### EXERCISE
From the first line to the last, print the listing exactly.
══════════════════════════════
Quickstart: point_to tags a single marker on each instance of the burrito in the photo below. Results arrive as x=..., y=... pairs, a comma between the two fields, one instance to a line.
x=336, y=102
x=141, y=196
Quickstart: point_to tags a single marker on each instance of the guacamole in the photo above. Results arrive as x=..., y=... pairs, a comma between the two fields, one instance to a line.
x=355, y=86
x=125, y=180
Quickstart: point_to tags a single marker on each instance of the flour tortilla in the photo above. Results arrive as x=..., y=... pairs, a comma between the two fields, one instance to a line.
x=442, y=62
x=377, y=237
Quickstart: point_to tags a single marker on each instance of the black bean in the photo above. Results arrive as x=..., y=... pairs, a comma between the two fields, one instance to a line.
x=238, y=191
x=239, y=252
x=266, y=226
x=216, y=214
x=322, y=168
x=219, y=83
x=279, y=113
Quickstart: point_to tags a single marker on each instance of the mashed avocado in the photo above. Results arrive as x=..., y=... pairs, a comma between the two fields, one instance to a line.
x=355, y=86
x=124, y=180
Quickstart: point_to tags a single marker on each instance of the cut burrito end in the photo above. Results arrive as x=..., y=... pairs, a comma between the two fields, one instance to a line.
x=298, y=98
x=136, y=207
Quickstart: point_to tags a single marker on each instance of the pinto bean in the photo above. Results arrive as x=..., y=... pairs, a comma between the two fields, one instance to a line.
══════════════════════════════
### THE COMPLETED TASK
Quickstart: point_to tags a single marker on each instance of the burrito in the photo below. Results arrive as x=..., y=... pairs, a comma between the two fields, one instance to a line.
x=336, y=102
x=141, y=196
Quickstart: point_to tags a single marker on each instance of the guacamole in the photo above. Results arrive as x=..., y=... pairs, a comma between the two fields, one instance to a line.
x=355, y=86
x=125, y=180
Quickstart: point_to tags a single marker on each instance of the flour tortilla in the photo above. Results arrive as x=..., y=... pairs, a comma between the two fields, one instance to a line.
x=442, y=62
x=377, y=237
Quickstart: point_to tags a single marker on each instance of the black bean in the photo above. Results arrive as x=..., y=... pairs, a comma between the two fields, one instance to a line.
x=238, y=191
x=239, y=252
x=266, y=226
x=216, y=214
x=322, y=168
x=219, y=83
x=279, y=113
Quickstart: point_to tags a single marker on each instance of the mashed avocado in the photo above. Results arrive as x=..., y=... pairs, a comma between the two fields, one instance to a line.
x=355, y=86
x=124, y=180
Quickstart: point_to tags a single marker on each instance of the cut burrito end in the photo above. Results arrive as x=..., y=... pairs, a comma between the two fields, one instance to a line.
x=298, y=98
x=136, y=207
Quickstart: point_to tags a single marker on each instance of the pinto bean in the photo above. Results arrive as x=..., y=... pairs, a comma between the two fields, one instance to a line.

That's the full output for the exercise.